» Exercise task
Recast the items below as a Markdown table with two columns, Row and Line: number each row and place one line of the items in each, leaving out any blank lines.

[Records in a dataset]
☆ ☆ ☆ ☆
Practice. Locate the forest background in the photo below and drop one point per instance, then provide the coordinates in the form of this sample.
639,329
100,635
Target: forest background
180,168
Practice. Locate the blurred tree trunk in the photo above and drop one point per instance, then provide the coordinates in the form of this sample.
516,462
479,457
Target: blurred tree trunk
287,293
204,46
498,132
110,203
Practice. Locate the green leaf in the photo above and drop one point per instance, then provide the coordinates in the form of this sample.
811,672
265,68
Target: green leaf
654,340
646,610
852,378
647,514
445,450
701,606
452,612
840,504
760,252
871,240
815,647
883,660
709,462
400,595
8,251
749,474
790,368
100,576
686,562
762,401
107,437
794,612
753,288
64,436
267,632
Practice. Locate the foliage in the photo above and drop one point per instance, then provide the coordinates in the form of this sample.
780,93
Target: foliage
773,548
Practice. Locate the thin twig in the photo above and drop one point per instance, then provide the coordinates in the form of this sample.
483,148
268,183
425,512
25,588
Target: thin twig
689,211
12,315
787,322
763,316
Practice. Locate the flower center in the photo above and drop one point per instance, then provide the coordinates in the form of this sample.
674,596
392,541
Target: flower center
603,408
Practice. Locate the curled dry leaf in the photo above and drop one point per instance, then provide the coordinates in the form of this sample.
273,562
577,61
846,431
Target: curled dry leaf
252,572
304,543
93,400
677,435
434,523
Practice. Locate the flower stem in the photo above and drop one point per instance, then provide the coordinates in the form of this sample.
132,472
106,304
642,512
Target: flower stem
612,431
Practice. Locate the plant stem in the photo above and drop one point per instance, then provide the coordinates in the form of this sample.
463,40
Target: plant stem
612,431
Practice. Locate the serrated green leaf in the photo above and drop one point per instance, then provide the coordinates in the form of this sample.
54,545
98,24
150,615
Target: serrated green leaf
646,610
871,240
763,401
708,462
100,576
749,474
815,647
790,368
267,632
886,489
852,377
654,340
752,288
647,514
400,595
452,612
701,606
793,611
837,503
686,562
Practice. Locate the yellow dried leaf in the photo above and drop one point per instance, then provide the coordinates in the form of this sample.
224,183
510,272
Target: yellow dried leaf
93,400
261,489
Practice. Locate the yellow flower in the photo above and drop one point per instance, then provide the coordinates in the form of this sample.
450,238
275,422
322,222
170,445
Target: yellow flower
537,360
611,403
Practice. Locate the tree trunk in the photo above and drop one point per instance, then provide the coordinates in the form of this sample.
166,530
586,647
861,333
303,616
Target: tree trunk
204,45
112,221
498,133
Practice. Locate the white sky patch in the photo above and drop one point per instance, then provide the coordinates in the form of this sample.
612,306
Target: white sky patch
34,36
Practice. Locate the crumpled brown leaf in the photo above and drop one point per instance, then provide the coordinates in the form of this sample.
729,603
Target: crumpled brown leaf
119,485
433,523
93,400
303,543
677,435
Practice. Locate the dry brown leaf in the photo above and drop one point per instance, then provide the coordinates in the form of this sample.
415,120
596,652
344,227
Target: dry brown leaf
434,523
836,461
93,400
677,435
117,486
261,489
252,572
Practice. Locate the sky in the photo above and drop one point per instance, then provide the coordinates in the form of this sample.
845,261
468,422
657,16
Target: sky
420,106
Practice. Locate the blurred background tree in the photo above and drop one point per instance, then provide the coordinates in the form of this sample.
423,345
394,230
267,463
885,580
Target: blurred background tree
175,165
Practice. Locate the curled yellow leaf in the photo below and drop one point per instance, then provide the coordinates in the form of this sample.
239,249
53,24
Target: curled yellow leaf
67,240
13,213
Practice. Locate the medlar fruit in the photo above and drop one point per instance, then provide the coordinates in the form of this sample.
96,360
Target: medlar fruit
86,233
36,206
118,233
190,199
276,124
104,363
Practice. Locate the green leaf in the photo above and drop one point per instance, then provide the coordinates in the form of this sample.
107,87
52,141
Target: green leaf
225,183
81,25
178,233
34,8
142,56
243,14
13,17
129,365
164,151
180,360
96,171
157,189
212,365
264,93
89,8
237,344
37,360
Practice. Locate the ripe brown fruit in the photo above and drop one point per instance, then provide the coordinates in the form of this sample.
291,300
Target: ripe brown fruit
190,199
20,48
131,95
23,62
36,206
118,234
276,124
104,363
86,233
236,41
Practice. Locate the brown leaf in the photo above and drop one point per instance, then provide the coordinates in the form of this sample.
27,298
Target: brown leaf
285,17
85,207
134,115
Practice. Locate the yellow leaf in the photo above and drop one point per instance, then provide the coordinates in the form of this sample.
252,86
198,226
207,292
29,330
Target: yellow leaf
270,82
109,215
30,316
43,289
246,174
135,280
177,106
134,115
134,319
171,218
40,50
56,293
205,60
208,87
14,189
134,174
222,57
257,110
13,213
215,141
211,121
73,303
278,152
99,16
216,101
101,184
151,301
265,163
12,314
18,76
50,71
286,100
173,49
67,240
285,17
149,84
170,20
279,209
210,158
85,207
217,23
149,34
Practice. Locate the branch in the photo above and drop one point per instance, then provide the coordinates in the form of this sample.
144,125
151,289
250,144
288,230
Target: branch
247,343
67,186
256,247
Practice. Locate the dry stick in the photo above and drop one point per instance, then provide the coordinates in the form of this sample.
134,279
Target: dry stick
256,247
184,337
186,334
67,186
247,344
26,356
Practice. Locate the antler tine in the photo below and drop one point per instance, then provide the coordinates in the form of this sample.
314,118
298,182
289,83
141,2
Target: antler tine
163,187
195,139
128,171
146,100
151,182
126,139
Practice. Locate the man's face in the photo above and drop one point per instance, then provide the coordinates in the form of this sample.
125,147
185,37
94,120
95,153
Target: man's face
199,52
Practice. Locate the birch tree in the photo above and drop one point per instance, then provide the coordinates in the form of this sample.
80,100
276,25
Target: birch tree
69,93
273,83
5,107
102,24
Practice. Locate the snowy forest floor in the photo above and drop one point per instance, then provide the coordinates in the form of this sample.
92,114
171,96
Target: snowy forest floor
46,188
☆ ☆ ☆ ☆
» The solution
| Row | Line |
|---|---|
| 1 | Practice. Locate the forest background in the photo below and drop one point per instance, then provide the coordinates in the form of this sample. |
| 2 | 639,329 |
| 3 | 100,635 |
| 4 | Target: forest background |
| 5 | 180,168 |
| 6 | Practice. Locate the blurred tree trunk in the photo above and drop one point per instance, then provide the coordinates in the form of this sample. |
| 7 | 516,462 |
| 8 | 479,457 |
| 9 | Target: blurred tree trunk |
| 10 | 287,293 |
| 11 | 204,46 |
| 12 | 498,132 |
| 13 | 110,203 |
| 14 | Practice. Locate the green leaf in the photo above and drop one point per instance, then provide the coordinates in the form of this sample. |
| 15 | 811,672 |
| 16 | 265,68 |
| 17 | Target: green leaf |
| 18 | 654,340 |
| 19 | 646,610 |
| 20 | 852,378 |
| 21 | 647,514 |
| 22 | 445,450 |
| 23 | 701,606 |
| 24 | 452,612 |
| 25 | 840,504 |
| 26 | 760,252 |
| 27 | 871,240 |
| 28 | 815,647 |
| 29 | 883,660 |
| 30 | 709,462 |
| 31 | 400,595 |
| 32 | 8,251 |
| 33 | 749,474 |
| 34 | 790,368 |
| 35 | 100,576 |
| 36 | 686,562 |
| 37 | 762,401 |
| 38 | 107,437 |
| 39 | 794,612 |
| 40 | 753,288 |
| 41 | 64,436 |
| 42 | 267,632 |
| 43 | Practice. Locate the foliage in the photo above and drop one point per instance, then provide the coordinates in the form of this sample. |
| 44 | 780,93 |
| 45 | Target: foliage |
| 46 | 773,548 |
| 47 | Practice. Locate the thin twig in the photo above and drop one point per instance, then provide the coordinates in the form of this sample. |
| 48 | 483,148 |
| 49 | 268,183 |
| 50 | 425,512 |
| 51 | 25,588 |
| 52 | Target: thin twig |
| 53 | 689,211 |
| 54 | 12,315 |
| 55 | 787,322 |
| 56 | 763,316 |
| 57 | Practice. Locate the flower center in the photo above and drop one point per instance, then provide the coordinates in the form of this sample. |
| 58 | 674,596 |
| 59 | 392,541 |
| 60 | Target: flower center |
| 61 | 603,408 |
| 62 | Practice. Locate the curled dry leaf in the photo above and drop one point per instance, then provide the coordinates in the form of this sample. |
| 63 | 273,562 |
| 64 | 577,61 |
| 65 | 846,431 |
| 66 | Target: curled dry leaf |
| 67 | 252,572 |
| 68 | 304,543 |
| 69 | 93,400 |
| 70 | 677,435 |
| 71 | 434,523 |
| 72 | Practice. Locate the flower stem in the photo above and drop one point per instance, then provide the coordinates in the form of this sample. |
| 73 | 132,472 |
| 74 | 106,304 |
| 75 | 642,512 |
| 76 | Target: flower stem |
| 77 | 612,431 |
| 78 | Practice. Locate the plant stem in the photo above and drop one point per instance, then provide the coordinates in the form of this sample. |
| 79 | 463,40 |
| 80 | Target: plant stem |
| 81 | 612,431 |
| 82 | Practice. Locate the serrated green leaf in the photo above and drop one point per instance, then provide the coordinates in the form of this sample. |
| 83 | 54,545 |
| 84 | 98,24 |
| 85 | 150,615 |
| 86 | Target: serrated green leaf |
| 87 | 646,610 |
| 88 | 871,240 |
| 89 | 763,401 |
| 90 | 708,462 |
| 91 | 100,576 |
| 92 | 749,474 |
| 93 | 815,647 |
| 94 | 790,368 |
| 95 | 267,632 |
| 96 | 886,489 |
| 97 | 852,377 |
| 98 | 654,340 |
| 99 | 752,288 |
| 100 | 647,514 |
| 101 | 400,595 |
| 102 | 452,612 |
| 103 | 701,606 |
| 104 | 793,611 |
| 105 | 837,503 |
| 106 | 686,562 |
| 107 | Practice. Locate the yellow dried leaf in the photo above and drop one point per instance, then provide the coordinates in the form of this sample. |
| 108 | 224,183 |
| 109 | 510,272 |
| 110 | Target: yellow dried leaf |
| 111 | 93,400 |
| 112 | 261,489 |
| 113 | Practice. Locate the yellow flower in the photo above and drop one point per instance, then provide the coordinates in the form of this sample. |
| 114 | 450,238 |
| 115 | 275,422 |
| 116 | 322,222 |
| 117 | 170,445 |
| 118 | Target: yellow flower |
| 119 | 537,360 |
| 120 | 611,403 |
| 121 | Practice. Locate the tree trunk in the photo above and drop one point per instance, then provide the coordinates in the form of this sample. |
| 122 | 166,530 |
| 123 | 586,647 |
| 124 | 861,333 |
| 125 | 303,616 |
| 126 | Target: tree trunk |
| 127 | 204,45 |
| 128 | 112,221 |
| 129 | 498,133 |
| 130 | Practice. Locate the white sky patch in the photo above and drop one point per instance, then provide the coordinates in the form of this sample. |
| 131 | 612,306 |
| 132 | Target: white sky patch |
| 133 | 34,36 |
| 134 | Practice. Locate the crumpled brown leaf in the photo above and drop one point per instance, then provide the coordinates in the form of this sample. |
| 135 | 729,603 |
| 136 | Target: crumpled brown leaf |
| 137 | 119,485 |
| 138 | 433,523 |
| 139 | 93,400 |
| 140 | 303,543 |
| 141 | 677,435 |
| 142 | Practice. Locate the dry brown leaf in the photo above and drop one point per instance, then provide the coordinates in the form of this sample. |
| 143 | 415,120 |
| 144 | 596,652 |
| 145 | 344,227 |
| 146 | Target: dry brown leaf |
| 147 | 434,523 |
| 148 | 836,461 |
| 149 | 93,400 |
| 150 | 677,435 |
| 151 | 117,486 |
| 152 | 261,489 |
| 153 | 252,572 |
| 154 | Practice. Locate the sky in the photo above and drop one point per instance, then provide the coordinates in the form of this sample. |
| 155 | 845,261 |
| 156 | 468,422 |
| 157 | 657,16 |
| 158 | Target: sky |
| 159 | 420,106 |
| 160 | Practice. Locate the blurred background tree in the photo above and drop one point per instance, then provide the coordinates in the form of this sample. |
| 161 | 423,345 |
| 162 | 394,230 |
| 163 | 267,463 |
| 164 | 885,580 |
| 165 | Target: blurred background tree |
| 166 | 175,165 |
| 167 | Practice. Locate the curled yellow leaf in the photo below and drop one point per instance, then provide the coordinates in the form of this sample. |
| 168 | 239,249 |
| 169 | 53,24 |
| 170 | Target: curled yellow leaf |
| 171 | 67,240 |
| 172 | 13,213 |
| 173 | Practice. Locate the medlar fruit in the photo above and drop one point per instance, then provide the coordinates in the form of this sample. |
| 174 | 96,360 |
| 175 | Target: medlar fruit |
| 176 | 86,233 |
| 177 | 36,206 |
| 178 | 118,233 |
| 179 | 190,199 |
| 180 | 276,124 |
| 181 | 104,363 |
| 182 | Practice. Locate the green leaf in the photo above and drop one point per instance, then provide the coordinates in the form of this sample. |
| 183 | 107,87 |
| 184 | 52,141 |
| 185 | Target: green leaf |
| 186 | 225,183 |
| 187 | 81,25 |
| 188 | 178,233 |
| 189 | 34,8 |
| 190 | 142,56 |
| 191 | 243,14 |
| 192 | 13,17 |
| 193 | 129,365 |
| 194 | 164,151 |
| 195 | 180,360 |
| 196 | 96,171 |
| 197 | 157,189 |
| 198 | 212,365 |
| 199 | 264,93 |
| 200 | 89,8 |
| 201 | 237,344 |
| 202 | 37,360 |
| 203 | Practice. Locate the ripe brown fruit in the photo above and drop one point per instance, then provide the coordinates in the form of this sample. |
| 204 | 291,300 |
| 205 | Target: ripe brown fruit |
| 206 | 190,199 |
| 207 | 20,48 |
| 208 | 131,95 |
| 209 | 23,62 |
| 210 | 36,206 |
| 211 | 118,234 |
| 212 | 276,124 |
| 213 | 104,363 |
| 214 | 86,233 |
| 215 | 236,41 |
| 216 | Practice. Locate the brown leaf in the photo above and drop one point per instance, then provide the coordinates in the form of this sample. |
| 217 | 27,298 |
| 218 | Target: brown leaf |
| 219 | 285,17 |
| 220 | 85,207 |
| 221 | 134,115 |
| 222 | Practice. Locate the yellow leaf in the photo above and drop one point per instance, then provide the coordinates in the form of this sample. |
| 223 | 252,86 |
| 224 | 198,226 |
| 225 | 207,292 |
| 226 | 29,330 |
| 227 | Target: yellow leaf |
| 228 | 270,82 |
| 229 | 109,215 |
| 230 | 30,316 |
| 231 | 43,289 |
| 232 | 246,174 |
| 233 | 135,280 |
| 234 | 177,106 |
| 235 | 134,115 |
| 236 | 134,319 |
| 237 | 171,218 |
| 238 | 40,50 |
| 239 | 56,293 |
| 240 | 205,60 |
| 241 | 208,87 |
| 242 | 14,189 |
| 243 | 134,174 |
| 244 | 222,57 |
| 245 | 257,110 |
| 246 | 13,213 |
| 247 | 215,141 |
| 248 | 211,121 |
| 249 | 73,303 |
| 250 | 278,152 |
| 251 | 99,16 |
| 252 | 216,101 |
| 253 | 101,184 |
| 254 | 151,301 |
| 255 | 265,163 |
| 256 | 12,314 |
| 257 | 18,76 |
| 258 | 50,71 |
| 259 | 286,100 |
| 260 | 173,49 |
| 261 | 67,240 |
| 262 | 285,17 |
| 263 | 149,84 |
| 264 | 170,20 |
| 265 | 279,209 |
| 266 | 210,158 |
| 267 | 85,207 |
| 268 | 217,23 |
| 269 | 149,34 |
| 270 | Practice. Locate the branch in the photo above and drop one point per instance, then provide the coordinates in the form of this sample. |
| 271 | 144,125 |
| 272 | 151,289 |
| 273 | 250,144 |
| 274 | 288,230 |
| 275 | Target: branch |
| 276 | 247,343 |
| 277 | 67,186 |
| 278 | 256,247 |
| 279 | Practice. Locate the dry stick in the photo above and drop one point per instance, then provide the coordinates in the form of this sample. |
| 280 | 134,279 |
| 281 | Target: dry stick |
| 282 | 256,247 |
| 283 | 184,337 |
| 284 | 186,334 |
| 285 | 67,186 |
| 286 | 247,344 |
| 287 | 26,356 |
| 288 | Practice. Locate the antler tine in the photo below and drop one point per instance, then provide the coordinates in the form of this sample. |
| 289 | 314,118 |
| 290 | 298,182 |
| 291 | 289,83 |
| 292 | 141,2 |
| 293 | Target: antler tine |
| 294 | 163,187 |
| 295 | 195,139 |
| 296 | 128,171 |
| 297 | 146,100 |
| 298 | 151,182 |
| 299 | 126,139 |
| 300 | Practice. Locate the man's face in the photo above and drop one point per instance, then provide the coordinates in the form of this sample. |
| 301 | 125,147 |
| 302 | 185,37 |
| 303 | 94,120 |
| 304 | 95,153 |
| 305 | Target: man's face |
| 306 | 199,52 |
| 307 | Practice. Locate the birch tree in the photo above and drop one point per instance, then provide the coordinates in the form of this sample. |
| 308 | 80,100 |
| 309 | 276,25 |
| 310 | Target: birch tree |
| 311 | 69,93 |
| 312 | 273,83 |
| 313 | 5,107 |
| 314 | 102,24 |
| 315 | Practice. Locate the snowy forest floor in the photo above and drop one point per instance, then provide the coordinates in the form of this sample. |
| 316 | 92,114 |
| 317 | 171,96 |
| 318 | Target: snowy forest floor |
| 319 | 46,188 |